▶ _Поставленная задача 1_:
Внесите в нумерованный список строки записей, начиная со строки, содержащей «You are given a photograph. Could you point to the shrub», и до конца записей включительно, пропустив пустые строки.

Позднейшие предания приписывают ему решающую роль в борьбе с фракийцем Евмолпом, вторгнувшимся в Аттику: царь принёс в жертву богам свою собственную дочь, после чего победил и убил захватчика. Впоследствии ему был воздвигнут храм; он стоял на том самом месте, где, согласно легенде, совет богов во главе с Зевсом судил спор между Афиной и Посейдоном за власть в Аттике. Было решено передать её тому, кто принесёт более ценный дар городу. Посейдон коснулся трезубцем скалы, и из неё забил источник солёной морской воды. Афина ударила копьём в землю, и на этом месте выросла плодоносная олива. Кекропу Зевс предложил решить, что полезней, – и, благодаря именно его вердикту, город стал носить имя богини. Солёный источник остался в пределах храма, так же, как и священная олива в его саду. В память об этом храм Эрехтейон был посвящён всем трём участникам знаменательного события: Афине, Посейдону и Кекропу. Впрочем, забота эллина о том, чтобы ненароком не обидеть какое-то пусть и не являвшееся ему, но скорее всего наделённое и могуществом и властными полномочиями божество доходила даже до воздвижения (так, на всякий случай) алтарей вообще не известным никому богам. Существовал такой и в древних Афинах, на нём так и было написано: «Неизвестному богу».

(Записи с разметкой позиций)

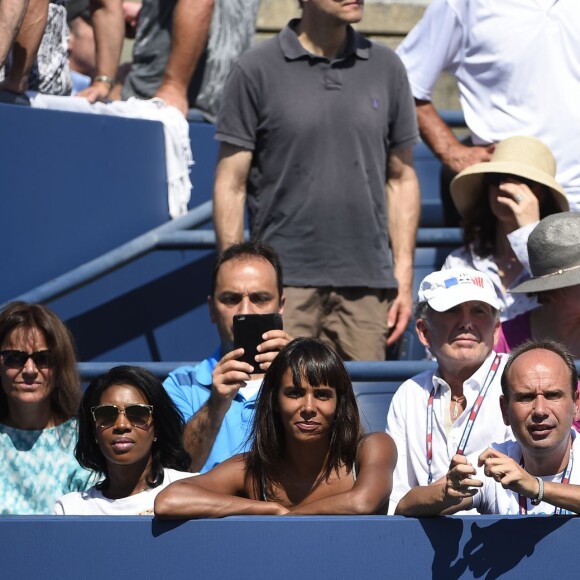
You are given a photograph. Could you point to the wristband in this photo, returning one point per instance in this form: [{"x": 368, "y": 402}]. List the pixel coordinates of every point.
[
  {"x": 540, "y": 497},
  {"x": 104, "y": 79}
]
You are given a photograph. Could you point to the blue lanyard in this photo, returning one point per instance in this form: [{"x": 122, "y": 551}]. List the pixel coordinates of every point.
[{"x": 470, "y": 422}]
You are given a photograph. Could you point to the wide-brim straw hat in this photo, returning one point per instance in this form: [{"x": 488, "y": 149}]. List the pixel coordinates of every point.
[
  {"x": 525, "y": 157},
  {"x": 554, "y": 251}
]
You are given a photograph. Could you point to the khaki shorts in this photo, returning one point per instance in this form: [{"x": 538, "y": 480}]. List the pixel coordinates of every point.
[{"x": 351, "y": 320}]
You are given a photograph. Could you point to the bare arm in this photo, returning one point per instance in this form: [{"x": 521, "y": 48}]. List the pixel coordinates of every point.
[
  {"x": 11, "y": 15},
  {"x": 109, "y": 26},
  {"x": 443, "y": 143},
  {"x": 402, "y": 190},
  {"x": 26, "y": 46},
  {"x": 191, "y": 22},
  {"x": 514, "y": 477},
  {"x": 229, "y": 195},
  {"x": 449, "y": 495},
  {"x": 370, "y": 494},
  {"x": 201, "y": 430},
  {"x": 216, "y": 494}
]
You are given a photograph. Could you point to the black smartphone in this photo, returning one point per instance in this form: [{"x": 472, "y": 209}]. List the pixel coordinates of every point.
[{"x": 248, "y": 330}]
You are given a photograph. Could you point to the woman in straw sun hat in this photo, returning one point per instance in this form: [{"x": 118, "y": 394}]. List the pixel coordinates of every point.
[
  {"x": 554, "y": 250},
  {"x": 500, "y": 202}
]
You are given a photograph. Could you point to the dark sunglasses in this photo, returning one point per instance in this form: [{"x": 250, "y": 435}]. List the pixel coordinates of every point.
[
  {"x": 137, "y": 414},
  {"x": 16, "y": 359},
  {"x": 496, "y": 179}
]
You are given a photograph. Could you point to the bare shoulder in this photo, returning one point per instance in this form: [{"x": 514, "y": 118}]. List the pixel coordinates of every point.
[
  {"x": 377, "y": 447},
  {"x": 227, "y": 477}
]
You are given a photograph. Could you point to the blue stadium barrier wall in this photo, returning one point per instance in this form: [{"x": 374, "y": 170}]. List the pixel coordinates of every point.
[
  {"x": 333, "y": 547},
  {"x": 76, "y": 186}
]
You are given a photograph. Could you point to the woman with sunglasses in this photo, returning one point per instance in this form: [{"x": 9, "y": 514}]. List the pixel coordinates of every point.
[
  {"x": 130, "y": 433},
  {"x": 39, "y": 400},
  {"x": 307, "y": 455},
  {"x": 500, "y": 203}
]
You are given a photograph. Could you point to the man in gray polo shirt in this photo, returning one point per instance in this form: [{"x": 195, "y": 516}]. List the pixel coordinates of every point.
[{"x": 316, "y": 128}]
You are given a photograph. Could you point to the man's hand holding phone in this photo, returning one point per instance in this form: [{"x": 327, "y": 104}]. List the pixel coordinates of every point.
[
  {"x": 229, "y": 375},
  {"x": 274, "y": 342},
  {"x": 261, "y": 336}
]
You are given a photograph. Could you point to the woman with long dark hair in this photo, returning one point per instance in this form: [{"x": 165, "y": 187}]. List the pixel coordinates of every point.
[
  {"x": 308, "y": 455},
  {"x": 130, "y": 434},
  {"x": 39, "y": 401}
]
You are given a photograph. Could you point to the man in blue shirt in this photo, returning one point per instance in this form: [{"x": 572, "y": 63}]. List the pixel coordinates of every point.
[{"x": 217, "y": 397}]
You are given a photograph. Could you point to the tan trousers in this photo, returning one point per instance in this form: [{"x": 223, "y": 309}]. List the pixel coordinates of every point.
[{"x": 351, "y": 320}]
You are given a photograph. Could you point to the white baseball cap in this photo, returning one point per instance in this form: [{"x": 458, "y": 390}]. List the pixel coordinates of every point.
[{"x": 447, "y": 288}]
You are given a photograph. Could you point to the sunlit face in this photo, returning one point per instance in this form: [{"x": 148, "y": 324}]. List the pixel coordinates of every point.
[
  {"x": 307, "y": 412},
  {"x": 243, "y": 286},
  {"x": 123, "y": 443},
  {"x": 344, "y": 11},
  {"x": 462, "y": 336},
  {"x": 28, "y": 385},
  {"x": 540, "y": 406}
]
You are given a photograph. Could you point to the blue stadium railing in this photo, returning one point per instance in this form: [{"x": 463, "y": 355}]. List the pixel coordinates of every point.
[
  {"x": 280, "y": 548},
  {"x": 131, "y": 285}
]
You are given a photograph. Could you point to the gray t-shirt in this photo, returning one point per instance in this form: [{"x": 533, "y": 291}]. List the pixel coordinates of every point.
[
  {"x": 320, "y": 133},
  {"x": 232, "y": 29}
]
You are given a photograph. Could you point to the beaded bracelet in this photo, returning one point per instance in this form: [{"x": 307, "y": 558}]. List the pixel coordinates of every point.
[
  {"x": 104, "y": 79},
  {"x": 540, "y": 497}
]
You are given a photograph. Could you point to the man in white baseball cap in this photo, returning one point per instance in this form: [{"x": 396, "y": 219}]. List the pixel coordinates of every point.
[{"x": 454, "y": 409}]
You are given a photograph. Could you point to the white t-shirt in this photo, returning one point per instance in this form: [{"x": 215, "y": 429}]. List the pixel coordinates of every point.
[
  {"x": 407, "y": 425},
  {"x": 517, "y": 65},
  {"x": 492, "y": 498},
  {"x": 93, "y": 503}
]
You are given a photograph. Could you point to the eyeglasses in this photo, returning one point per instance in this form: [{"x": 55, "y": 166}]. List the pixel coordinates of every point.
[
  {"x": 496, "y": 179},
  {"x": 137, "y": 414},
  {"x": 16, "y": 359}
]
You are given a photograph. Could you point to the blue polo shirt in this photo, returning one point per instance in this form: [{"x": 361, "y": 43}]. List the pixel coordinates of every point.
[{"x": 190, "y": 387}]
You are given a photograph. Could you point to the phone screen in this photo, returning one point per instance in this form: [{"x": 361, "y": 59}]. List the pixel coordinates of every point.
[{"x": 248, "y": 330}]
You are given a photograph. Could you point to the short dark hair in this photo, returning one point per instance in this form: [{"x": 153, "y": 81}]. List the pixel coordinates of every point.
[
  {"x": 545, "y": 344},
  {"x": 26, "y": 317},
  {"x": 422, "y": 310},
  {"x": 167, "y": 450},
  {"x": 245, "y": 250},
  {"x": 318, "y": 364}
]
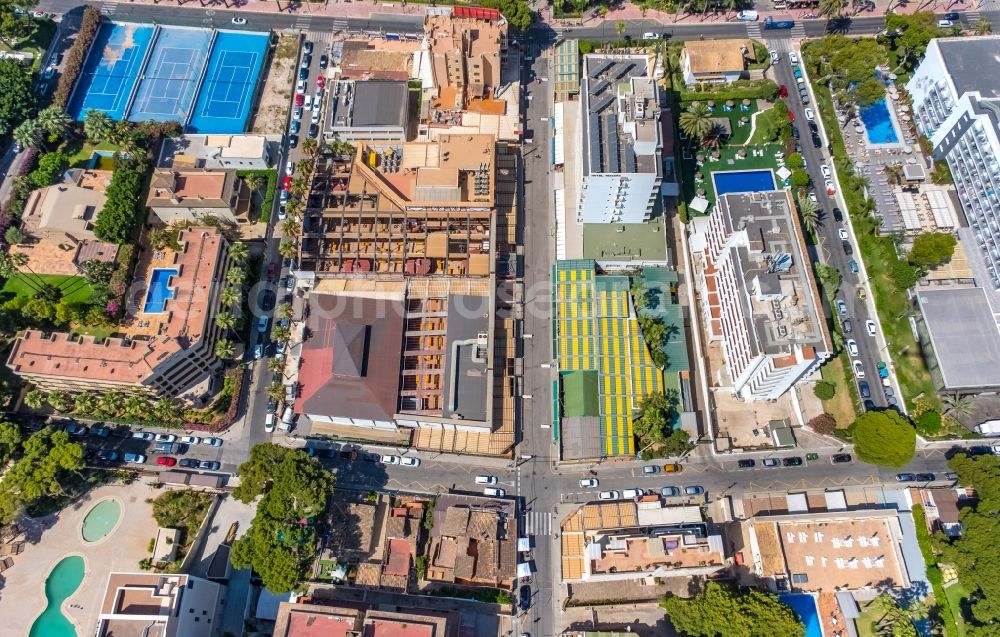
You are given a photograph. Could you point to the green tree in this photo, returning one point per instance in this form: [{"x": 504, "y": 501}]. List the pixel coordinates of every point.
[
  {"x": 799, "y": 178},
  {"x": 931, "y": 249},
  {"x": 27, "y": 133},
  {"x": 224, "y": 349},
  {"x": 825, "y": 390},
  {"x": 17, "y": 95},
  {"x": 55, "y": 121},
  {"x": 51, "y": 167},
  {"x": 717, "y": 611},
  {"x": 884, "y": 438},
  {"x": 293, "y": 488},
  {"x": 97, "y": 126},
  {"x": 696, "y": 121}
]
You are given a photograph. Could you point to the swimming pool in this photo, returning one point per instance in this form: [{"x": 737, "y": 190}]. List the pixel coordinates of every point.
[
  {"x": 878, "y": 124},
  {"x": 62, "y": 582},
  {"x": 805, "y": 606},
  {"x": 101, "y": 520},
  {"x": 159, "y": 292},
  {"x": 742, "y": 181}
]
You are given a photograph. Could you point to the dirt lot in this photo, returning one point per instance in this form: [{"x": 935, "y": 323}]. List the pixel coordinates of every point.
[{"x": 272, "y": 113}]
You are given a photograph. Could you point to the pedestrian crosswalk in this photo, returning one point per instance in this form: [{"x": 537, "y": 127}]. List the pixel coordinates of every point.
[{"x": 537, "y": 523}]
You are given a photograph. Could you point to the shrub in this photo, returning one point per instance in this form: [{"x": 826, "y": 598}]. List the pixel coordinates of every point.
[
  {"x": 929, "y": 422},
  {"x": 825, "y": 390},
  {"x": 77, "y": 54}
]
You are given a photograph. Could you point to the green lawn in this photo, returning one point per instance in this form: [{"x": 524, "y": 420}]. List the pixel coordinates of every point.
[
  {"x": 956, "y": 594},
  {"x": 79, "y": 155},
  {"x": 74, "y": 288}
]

▶ _Поставленная задача 2_:
Назовите всех, кому, согласно фрагменту документа, был посвящён храм Эрехтейон.

▶ _Верный результат 1_:
1. You are given a photograph. Could you point to the shrub in this photo, returning one point per instance in this form: [{"x": 826, "y": 598}]. List the pixel coordinates of every point.
2. [
3.   {"x": 929, "y": 422},
4.   {"x": 825, "y": 390},
5.   {"x": 77, "y": 54}
6. ]
7. You are given a photograph. Could you point to the green lawn in this photo, returning one point per instance in this form: [{"x": 524, "y": 420}]. List the pixel coordinates of every point.
8. [
9.   {"x": 956, "y": 594},
10.   {"x": 79, "y": 155},
11.   {"x": 74, "y": 288}
12. ]

▶ _Верный результат 2_:
Афине, Посейдону и Кекропу.